**Data provided:**
+ + + + + + +

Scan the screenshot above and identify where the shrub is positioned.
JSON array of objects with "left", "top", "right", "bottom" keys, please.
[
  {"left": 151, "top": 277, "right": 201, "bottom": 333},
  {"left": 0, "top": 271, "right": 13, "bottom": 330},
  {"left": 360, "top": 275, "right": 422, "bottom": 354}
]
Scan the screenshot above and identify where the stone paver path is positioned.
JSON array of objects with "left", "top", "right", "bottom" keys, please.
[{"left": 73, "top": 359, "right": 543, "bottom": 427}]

+ + + + + + +

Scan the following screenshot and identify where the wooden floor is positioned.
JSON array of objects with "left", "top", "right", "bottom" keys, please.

+ + + + + + +

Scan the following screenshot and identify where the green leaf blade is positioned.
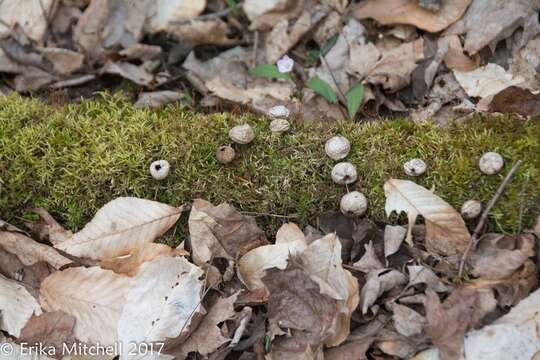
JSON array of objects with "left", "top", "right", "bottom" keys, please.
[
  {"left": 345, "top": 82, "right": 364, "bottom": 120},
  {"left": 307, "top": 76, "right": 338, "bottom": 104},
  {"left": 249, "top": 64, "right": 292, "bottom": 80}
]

+ + + + + + +

The lines above that include "screenshot" should each be listed.

Scan the screenshot above and identify where the shrub is positioned.
Scan the screenshot above and identify where the stone paver path is positioned.
Scan the following screenshot and identify where the wooden floor is positioned.
Scan the following screenshot and identify where the green leaf blade is positioned.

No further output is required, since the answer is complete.